### DATA TO PROCESS:
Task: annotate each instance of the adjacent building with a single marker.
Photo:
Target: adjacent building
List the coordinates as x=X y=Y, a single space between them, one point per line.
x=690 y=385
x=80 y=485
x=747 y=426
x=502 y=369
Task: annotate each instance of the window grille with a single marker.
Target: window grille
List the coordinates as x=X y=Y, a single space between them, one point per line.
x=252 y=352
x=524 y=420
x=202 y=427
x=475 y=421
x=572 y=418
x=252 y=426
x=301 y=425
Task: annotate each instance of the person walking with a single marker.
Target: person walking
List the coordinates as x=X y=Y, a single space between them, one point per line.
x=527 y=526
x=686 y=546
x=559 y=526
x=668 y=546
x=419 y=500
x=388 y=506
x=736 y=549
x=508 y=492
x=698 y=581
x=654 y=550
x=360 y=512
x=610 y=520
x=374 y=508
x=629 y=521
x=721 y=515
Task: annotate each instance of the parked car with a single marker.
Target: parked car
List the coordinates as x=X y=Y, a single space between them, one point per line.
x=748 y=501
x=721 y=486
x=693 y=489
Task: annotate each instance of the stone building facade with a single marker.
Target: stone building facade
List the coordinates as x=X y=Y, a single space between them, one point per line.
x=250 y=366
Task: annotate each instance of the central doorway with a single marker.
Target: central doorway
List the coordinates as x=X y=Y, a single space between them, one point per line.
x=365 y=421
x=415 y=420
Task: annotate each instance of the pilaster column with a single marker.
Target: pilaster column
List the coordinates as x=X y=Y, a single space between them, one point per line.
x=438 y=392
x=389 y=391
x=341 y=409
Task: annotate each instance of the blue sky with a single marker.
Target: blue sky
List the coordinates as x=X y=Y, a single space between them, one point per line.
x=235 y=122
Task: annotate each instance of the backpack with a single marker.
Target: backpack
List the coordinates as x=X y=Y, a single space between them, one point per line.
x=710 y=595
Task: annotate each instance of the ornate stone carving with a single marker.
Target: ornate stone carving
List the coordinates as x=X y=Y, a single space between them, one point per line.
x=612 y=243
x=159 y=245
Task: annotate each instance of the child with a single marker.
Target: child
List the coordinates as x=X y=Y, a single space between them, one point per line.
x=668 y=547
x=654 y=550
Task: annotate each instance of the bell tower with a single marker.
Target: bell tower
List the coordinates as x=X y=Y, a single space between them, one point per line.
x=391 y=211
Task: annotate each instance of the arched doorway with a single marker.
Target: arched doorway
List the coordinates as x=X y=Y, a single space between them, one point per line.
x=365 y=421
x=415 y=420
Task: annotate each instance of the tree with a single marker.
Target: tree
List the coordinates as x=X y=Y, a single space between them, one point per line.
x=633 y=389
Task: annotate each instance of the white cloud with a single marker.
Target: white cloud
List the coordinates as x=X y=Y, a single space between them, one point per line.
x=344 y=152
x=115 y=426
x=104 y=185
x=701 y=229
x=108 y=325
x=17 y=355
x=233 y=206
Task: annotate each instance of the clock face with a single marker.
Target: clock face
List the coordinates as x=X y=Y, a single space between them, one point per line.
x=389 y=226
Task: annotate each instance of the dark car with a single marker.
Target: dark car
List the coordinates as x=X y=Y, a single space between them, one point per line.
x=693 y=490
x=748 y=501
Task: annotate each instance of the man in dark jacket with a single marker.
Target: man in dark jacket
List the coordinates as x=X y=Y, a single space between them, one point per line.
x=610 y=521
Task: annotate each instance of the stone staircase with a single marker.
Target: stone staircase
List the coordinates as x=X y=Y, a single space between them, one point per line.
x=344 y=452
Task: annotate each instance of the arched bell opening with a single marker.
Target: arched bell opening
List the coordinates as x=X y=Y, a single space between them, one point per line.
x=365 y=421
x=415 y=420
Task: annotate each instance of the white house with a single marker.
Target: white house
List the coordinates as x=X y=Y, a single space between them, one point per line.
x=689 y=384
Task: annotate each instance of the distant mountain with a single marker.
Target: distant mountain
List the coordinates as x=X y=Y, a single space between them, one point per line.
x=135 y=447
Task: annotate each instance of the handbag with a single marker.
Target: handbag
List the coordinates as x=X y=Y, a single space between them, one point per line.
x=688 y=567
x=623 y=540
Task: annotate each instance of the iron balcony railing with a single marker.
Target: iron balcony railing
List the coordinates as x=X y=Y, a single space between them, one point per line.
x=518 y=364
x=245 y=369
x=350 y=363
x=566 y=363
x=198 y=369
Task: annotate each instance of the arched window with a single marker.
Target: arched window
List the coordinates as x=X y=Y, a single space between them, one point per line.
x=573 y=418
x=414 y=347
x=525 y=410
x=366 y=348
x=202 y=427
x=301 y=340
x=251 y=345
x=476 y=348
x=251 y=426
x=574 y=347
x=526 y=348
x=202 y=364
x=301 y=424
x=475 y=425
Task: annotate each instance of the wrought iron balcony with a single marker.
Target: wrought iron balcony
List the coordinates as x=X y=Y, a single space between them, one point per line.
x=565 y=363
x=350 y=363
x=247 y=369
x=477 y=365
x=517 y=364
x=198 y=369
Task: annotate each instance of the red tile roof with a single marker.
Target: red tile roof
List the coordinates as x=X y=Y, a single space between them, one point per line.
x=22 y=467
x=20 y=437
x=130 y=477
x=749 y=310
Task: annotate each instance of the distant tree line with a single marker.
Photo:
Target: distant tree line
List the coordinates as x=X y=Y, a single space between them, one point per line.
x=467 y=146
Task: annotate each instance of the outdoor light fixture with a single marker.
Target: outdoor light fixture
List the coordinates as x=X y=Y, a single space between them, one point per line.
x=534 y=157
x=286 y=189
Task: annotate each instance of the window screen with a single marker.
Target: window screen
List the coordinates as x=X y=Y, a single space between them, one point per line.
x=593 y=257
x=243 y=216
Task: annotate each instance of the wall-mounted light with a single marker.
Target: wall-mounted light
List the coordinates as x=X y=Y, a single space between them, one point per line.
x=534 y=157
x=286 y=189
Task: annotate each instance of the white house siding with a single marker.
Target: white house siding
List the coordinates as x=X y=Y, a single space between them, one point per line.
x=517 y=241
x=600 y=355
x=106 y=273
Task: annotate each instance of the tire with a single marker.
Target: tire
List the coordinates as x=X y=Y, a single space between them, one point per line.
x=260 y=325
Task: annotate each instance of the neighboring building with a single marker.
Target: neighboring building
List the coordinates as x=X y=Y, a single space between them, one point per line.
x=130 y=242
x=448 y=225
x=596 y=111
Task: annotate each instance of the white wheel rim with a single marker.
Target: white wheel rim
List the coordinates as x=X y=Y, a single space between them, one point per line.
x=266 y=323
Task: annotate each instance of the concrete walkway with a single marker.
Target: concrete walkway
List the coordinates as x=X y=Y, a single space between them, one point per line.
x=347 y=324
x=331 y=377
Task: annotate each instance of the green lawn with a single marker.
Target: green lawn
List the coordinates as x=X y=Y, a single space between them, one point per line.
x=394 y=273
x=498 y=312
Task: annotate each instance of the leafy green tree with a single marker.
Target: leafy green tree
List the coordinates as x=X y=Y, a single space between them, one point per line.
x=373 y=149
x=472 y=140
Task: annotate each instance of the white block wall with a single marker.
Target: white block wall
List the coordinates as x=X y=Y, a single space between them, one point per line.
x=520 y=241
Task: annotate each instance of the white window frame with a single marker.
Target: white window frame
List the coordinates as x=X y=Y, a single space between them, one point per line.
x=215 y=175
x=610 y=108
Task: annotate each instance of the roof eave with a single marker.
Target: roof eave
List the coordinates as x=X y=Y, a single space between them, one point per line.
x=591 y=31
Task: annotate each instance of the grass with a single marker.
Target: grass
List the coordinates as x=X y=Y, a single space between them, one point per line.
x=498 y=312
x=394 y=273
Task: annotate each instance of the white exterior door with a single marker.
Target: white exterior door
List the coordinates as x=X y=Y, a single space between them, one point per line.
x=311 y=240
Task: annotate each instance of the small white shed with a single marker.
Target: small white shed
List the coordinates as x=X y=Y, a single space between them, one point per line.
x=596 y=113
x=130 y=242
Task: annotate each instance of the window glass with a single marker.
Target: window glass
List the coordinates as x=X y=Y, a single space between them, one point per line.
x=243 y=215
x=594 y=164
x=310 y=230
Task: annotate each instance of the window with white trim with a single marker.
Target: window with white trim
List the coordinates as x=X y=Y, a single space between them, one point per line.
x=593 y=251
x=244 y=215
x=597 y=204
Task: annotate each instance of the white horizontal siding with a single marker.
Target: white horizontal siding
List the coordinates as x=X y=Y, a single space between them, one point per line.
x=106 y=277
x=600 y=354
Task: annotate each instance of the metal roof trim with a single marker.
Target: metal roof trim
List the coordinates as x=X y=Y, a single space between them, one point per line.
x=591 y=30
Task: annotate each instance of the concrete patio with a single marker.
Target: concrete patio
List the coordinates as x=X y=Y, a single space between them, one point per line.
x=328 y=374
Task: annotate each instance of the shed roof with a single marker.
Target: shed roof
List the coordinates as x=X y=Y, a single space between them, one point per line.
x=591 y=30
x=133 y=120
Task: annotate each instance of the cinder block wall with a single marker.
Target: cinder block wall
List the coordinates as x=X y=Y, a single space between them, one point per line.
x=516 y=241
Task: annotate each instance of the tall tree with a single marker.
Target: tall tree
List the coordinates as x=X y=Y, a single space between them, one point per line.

### GOAL:
Output an exact copy of the lines beginning at the one that holds "Task: annotate each instance of the white horizontal" and running through the final line of the records.

### OUTPUT OF THE TASK:
Task: annotate each instance of the white horizontal siding with a single marker.
Target: white horizontal siding
List the coordinates as x=X y=Y, a single space between them, one point per line.
x=106 y=277
x=600 y=354
Task: annotate each instance of the metal roof trim with a single marker.
Target: metal roof trim
List the coordinates as x=X y=Y, a single space between them, one point per line.
x=591 y=30
Task: annotate each instance of the concrete patio with a single marker.
Target: concrete patio
List the coordinates as x=X y=Y, a single space between them, one point per line.
x=328 y=374
Task: annotate each instance of the shed roof with a single marker.
Target: shed roof
List the coordinates as x=X y=Y, a single space between them, one point per line.
x=591 y=30
x=133 y=120
Task: annotate each instance of the cinder block wall with a single marker.
Target: cinder block wall
List the coordinates as x=X y=Y, a single space between them, one point per line.
x=516 y=241
Task: annotate each instance of the tall tree with a single marker.
Target: tall tree
List the coordinates as x=X y=Y, a single space between them, one point per line.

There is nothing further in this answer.